Stored dataset items:

┏━━

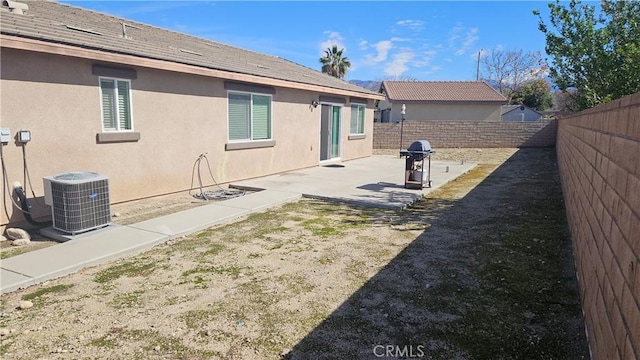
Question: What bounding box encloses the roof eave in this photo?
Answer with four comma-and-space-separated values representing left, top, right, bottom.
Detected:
0, 34, 384, 100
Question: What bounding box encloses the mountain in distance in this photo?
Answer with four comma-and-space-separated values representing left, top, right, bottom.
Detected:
349, 80, 381, 92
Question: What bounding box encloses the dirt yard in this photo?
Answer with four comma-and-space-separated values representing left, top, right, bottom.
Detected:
0, 149, 589, 359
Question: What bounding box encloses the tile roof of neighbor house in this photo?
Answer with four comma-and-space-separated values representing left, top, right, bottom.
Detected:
501, 105, 542, 115
381, 81, 507, 103
0, 0, 380, 98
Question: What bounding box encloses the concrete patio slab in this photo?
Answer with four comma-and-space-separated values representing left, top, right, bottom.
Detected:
0, 225, 167, 293
129, 203, 249, 238
218, 190, 302, 212
230, 155, 476, 209
0, 269, 36, 294
0, 155, 475, 294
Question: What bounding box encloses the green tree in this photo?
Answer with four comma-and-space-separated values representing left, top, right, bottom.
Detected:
320, 45, 351, 79
511, 79, 553, 111
482, 49, 547, 103
533, 0, 640, 111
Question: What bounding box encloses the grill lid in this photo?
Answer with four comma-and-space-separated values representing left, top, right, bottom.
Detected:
407, 140, 431, 153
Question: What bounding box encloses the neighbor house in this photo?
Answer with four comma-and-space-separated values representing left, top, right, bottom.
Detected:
0, 1, 382, 228
502, 105, 542, 121
376, 81, 507, 122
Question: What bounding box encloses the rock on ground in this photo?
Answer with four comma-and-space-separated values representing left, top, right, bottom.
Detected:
6, 228, 31, 240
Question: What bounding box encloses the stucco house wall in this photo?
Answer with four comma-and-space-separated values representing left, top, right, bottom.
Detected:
0, 47, 373, 227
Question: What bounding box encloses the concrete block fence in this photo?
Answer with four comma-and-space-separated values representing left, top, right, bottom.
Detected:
373, 120, 557, 149
556, 93, 640, 360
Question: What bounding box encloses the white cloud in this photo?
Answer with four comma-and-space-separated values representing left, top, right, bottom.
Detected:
384, 51, 416, 78
454, 28, 480, 56
320, 30, 347, 55
366, 40, 393, 63
396, 20, 424, 31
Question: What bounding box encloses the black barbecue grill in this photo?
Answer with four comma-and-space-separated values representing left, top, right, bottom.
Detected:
400, 140, 436, 189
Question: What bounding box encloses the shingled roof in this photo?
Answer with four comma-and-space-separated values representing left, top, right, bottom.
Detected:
0, 0, 379, 98
382, 81, 507, 103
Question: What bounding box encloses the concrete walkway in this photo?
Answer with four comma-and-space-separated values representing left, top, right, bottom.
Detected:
0, 156, 475, 294
230, 155, 476, 209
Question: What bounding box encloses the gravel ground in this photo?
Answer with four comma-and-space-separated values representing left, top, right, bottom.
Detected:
0, 149, 589, 359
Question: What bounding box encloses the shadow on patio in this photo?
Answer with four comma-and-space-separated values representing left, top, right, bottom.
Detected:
283, 149, 589, 359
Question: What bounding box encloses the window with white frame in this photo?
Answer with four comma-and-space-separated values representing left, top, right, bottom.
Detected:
100, 78, 133, 131
349, 104, 365, 135
228, 92, 271, 141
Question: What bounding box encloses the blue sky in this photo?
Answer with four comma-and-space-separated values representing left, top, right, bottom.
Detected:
61, 0, 548, 80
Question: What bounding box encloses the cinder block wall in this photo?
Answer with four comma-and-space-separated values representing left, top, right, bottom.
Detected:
373, 120, 556, 149
556, 93, 640, 360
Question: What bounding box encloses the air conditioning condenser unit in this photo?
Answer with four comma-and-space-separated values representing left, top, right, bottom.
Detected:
43, 172, 111, 235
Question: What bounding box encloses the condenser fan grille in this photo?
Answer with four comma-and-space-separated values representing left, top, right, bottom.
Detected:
44, 173, 111, 234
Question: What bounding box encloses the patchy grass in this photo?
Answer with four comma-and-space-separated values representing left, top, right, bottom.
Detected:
22, 284, 73, 300
93, 259, 156, 284
110, 290, 144, 308
0, 150, 588, 360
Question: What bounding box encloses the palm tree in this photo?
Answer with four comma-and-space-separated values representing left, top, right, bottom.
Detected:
320, 45, 351, 79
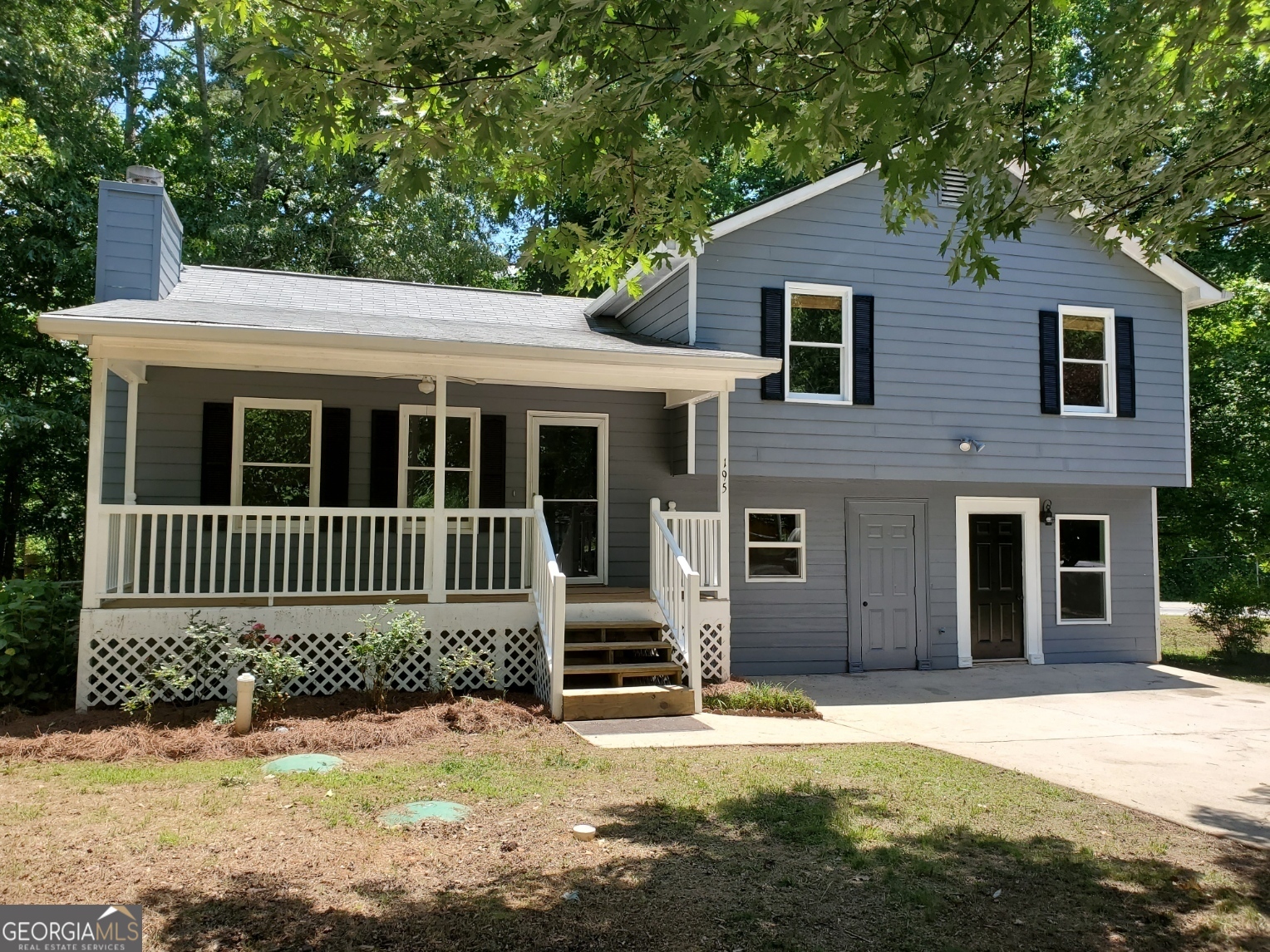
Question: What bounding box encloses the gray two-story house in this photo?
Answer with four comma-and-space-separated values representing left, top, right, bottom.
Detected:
41, 165, 1226, 717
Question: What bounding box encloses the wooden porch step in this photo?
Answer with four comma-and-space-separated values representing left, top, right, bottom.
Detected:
564, 661, 683, 678
564, 621, 662, 632
564, 641, 671, 651
561, 685, 696, 721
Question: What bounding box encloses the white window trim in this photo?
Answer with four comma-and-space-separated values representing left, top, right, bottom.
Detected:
230, 397, 322, 509
1058, 305, 1116, 416
784, 281, 854, 406
1054, 513, 1111, 625
397, 404, 480, 509
741, 508, 806, 584
524, 410, 608, 585
957, 496, 1046, 668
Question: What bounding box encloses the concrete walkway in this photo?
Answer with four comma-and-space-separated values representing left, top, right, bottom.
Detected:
572, 664, 1270, 846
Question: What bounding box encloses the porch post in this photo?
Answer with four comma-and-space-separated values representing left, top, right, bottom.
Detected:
717, 389, 731, 599
84, 356, 106, 608
428, 373, 446, 601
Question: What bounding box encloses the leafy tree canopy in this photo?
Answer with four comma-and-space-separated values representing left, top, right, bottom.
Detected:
190, 0, 1270, 288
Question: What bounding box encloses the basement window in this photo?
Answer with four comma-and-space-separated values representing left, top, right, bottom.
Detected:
1054, 515, 1111, 625
746, 509, 806, 582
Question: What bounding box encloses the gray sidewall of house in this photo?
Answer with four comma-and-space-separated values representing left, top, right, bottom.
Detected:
731, 478, 1157, 675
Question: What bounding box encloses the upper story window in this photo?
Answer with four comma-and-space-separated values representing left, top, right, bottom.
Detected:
785, 282, 851, 402
397, 405, 480, 509
1058, 307, 1115, 416
231, 397, 322, 507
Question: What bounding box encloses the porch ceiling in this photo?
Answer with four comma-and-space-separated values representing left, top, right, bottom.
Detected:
39, 274, 780, 391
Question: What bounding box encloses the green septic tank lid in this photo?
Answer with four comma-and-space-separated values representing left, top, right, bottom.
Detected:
380, 800, 471, 827
264, 754, 344, 773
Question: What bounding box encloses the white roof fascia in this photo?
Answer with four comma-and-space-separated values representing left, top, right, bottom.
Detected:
39, 313, 781, 390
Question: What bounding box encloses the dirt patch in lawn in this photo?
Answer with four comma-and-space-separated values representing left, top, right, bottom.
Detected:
0, 692, 551, 762
0, 746, 1270, 952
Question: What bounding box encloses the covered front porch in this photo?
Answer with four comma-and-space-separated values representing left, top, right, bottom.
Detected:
66, 341, 761, 717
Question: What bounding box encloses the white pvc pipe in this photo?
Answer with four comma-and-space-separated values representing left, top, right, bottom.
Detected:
234, 674, 255, 734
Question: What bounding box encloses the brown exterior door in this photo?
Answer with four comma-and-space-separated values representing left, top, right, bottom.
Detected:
970, 515, 1024, 661
856, 515, 917, 671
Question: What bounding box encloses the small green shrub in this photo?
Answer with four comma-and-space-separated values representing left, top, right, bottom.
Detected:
120, 655, 194, 724
1190, 577, 1270, 659
122, 611, 305, 722
0, 579, 80, 709
344, 601, 428, 711
701, 682, 815, 714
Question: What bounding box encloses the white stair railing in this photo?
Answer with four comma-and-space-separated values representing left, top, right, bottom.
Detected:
647, 498, 701, 714
534, 496, 565, 721
662, 503, 728, 598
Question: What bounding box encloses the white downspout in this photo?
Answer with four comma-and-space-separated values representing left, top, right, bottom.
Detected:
75, 356, 106, 711
428, 373, 446, 603
716, 389, 731, 599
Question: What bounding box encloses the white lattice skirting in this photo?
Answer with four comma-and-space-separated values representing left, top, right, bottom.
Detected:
76, 601, 729, 709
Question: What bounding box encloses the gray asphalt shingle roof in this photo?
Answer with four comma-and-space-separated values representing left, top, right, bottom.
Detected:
48, 265, 758, 359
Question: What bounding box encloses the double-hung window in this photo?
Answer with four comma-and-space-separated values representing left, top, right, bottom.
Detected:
1054, 515, 1111, 625
231, 397, 322, 507
785, 282, 851, 404
397, 405, 480, 509
1058, 306, 1115, 416
746, 509, 806, 582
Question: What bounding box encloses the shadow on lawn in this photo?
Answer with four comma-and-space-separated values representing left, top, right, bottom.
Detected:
144, 786, 1270, 952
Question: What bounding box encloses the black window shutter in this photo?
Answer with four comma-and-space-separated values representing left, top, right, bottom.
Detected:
1115, 315, 1138, 416
371, 410, 399, 509
851, 294, 873, 406
198, 404, 234, 505
1040, 311, 1063, 414
480, 414, 507, 509
318, 406, 353, 507
760, 288, 785, 400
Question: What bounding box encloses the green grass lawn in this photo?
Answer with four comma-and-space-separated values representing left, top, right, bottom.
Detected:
0, 726, 1270, 952
1159, 616, 1270, 685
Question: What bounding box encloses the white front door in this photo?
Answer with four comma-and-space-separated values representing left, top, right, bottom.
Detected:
526, 410, 608, 584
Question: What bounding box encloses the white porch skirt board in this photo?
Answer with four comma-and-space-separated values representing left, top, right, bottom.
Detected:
75, 601, 731, 711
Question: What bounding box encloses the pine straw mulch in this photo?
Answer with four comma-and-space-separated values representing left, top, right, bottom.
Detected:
0, 692, 553, 762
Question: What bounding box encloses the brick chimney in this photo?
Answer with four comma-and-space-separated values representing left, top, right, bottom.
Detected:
96, 165, 183, 301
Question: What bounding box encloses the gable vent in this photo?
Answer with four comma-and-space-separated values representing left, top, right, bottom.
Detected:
940, 169, 967, 207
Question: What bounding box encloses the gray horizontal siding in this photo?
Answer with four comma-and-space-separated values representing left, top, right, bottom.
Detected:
135, 367, 715, 585
731, 478, 1155, 675
697, 175, 1186, 486
620, 267, 688, 344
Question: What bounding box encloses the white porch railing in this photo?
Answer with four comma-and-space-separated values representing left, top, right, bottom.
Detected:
93, 505, 534, 598
662, 503, 728, 598
534, 496, 565, 721
647, 496, 701, 714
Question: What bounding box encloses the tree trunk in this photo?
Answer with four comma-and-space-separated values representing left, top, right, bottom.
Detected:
123, 0, 141, 152
0, 459, 22, 579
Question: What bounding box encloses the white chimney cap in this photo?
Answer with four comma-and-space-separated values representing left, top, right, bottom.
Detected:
125, 165, 163, 188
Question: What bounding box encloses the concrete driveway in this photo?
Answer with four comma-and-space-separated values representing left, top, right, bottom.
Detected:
782, 664, 1270, 846
569, 664, 1270, 848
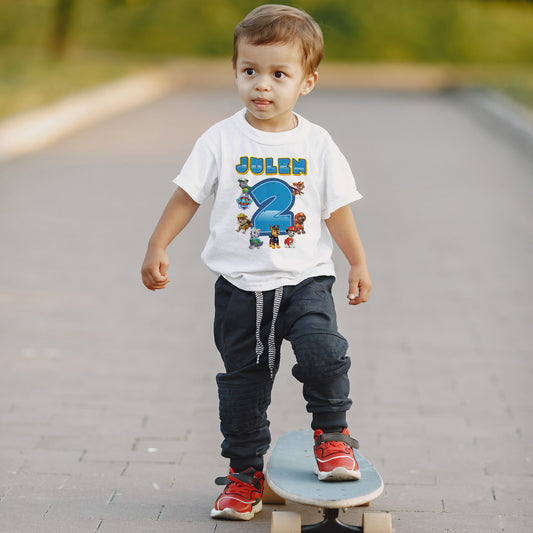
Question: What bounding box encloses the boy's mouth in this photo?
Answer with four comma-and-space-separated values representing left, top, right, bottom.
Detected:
252, 98, 272, 109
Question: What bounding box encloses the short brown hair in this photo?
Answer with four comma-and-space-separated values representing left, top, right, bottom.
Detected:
233, 4, 324, 73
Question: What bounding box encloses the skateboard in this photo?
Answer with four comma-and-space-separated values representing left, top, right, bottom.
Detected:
263, 431, 392, 533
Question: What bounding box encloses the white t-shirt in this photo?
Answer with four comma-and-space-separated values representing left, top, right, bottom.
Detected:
174, 109, 361, 291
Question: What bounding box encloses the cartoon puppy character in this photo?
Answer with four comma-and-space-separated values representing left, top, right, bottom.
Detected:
291, 181, 305, 196
283, 226, 296, 248
294, 213, 307, 235
250, 228, 263, 250
235, 213, 252, 233
269, 226, 279, 248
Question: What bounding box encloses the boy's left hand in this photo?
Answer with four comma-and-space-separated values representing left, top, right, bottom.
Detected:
348, 266, 372, 305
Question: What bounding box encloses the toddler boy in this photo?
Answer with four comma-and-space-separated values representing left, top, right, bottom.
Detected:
142, 5, 371, 520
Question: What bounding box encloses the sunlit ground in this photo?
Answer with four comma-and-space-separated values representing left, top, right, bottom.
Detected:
0, 48, 533, 118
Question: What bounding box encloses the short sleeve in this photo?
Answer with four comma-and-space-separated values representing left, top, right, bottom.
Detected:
173, 136, 218, 204
322, 137, 363, 220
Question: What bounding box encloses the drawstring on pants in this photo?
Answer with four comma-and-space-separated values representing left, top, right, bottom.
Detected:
255, 287, 283, 378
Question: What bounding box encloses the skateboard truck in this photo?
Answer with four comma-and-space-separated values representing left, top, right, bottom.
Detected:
270, 509, 392, 533
302, 509, 363, 533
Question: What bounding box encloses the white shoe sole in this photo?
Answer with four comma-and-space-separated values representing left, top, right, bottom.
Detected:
315, 466, 361, 481
210, 501, 263, 520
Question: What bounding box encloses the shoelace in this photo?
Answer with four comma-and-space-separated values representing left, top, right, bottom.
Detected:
315, 433, 359, 450
215, 472, 259, 497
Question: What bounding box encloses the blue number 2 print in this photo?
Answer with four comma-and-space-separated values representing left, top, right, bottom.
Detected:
249, 178, 294, 235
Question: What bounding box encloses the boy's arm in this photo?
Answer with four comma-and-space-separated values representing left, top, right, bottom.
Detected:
326, 205, 372, 305
141, 187, 200, 291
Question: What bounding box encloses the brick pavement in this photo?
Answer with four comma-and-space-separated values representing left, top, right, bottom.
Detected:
0, 90, 533, 533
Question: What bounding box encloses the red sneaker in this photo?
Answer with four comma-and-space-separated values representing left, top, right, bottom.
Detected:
314, 428, 361, 481
211, 467, 265, 520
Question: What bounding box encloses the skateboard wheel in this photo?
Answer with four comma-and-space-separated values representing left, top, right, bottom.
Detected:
270, 511, 302, 533
363, 513, 392, 533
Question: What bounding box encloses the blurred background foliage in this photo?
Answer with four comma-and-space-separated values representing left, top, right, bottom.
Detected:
0, 0, 533, 115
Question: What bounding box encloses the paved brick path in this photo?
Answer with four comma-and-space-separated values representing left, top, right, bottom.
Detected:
0, 90, 533, 533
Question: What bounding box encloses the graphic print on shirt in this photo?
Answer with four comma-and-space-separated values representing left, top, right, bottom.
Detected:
235, 156, 307, 249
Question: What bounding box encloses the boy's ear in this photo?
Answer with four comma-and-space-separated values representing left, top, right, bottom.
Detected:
300, 70, 318, 95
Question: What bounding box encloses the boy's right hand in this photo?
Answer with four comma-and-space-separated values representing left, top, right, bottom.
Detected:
141, 246, 170, 291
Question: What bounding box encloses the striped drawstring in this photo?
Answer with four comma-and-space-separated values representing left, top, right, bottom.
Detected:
255, 287, 283, 378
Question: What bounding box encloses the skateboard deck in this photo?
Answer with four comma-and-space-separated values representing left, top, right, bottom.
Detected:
265, 431, 392, 533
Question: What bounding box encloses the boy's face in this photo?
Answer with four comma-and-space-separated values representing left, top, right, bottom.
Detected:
234, 41, 318, 131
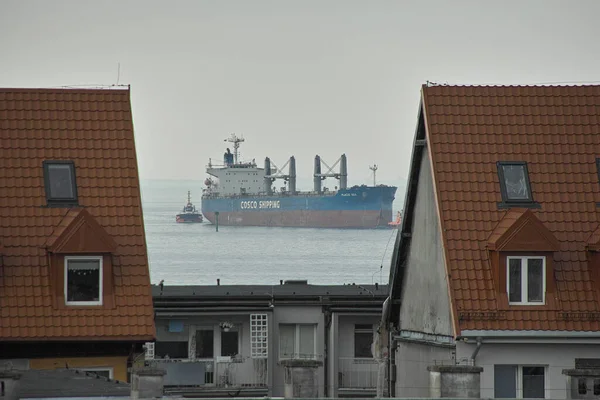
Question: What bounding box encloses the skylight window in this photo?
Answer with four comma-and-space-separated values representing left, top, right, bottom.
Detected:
43, 161, 77, 206
497, 161, 533, 203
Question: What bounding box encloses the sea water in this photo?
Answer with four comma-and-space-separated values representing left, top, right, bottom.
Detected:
141, 180, 398, 285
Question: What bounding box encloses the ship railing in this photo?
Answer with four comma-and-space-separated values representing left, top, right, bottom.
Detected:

┗━━

What you need to do | Write out the rows again, from the start of the rows through the line holding "0, 0, 380, 98", inclusive, with every "Detected" changed to "Found" and nothing else altered. Leave the pictures out.

Correct response |
Question: What bounding box encloses the roof eave in this photo?
Answer with four comma-and-space-separated values representing left, top, right, bottom.
Found:
0, 34, 384, 100
Question: What bounding box encloses the mountain in distance in this photo?
Answer with four comma-and-space-separated values representing left, top, right, bottom.
Found:
349, 80, 381, 92
Question: What bounding box encloses the dirt yard in this photo?
Answer with four comma-and-space-separated values representing left, top, right, bottom.
Found:
0, 149, 589, 359
Question: What bounding box encloses the tile roof of neighbor house in this photo?
Answer with four comma-and-space-separated values representing left, top, right, bottom.
Found:
501, 105, 542, 115
381, 81, 507, 103
0, 0, 380, 98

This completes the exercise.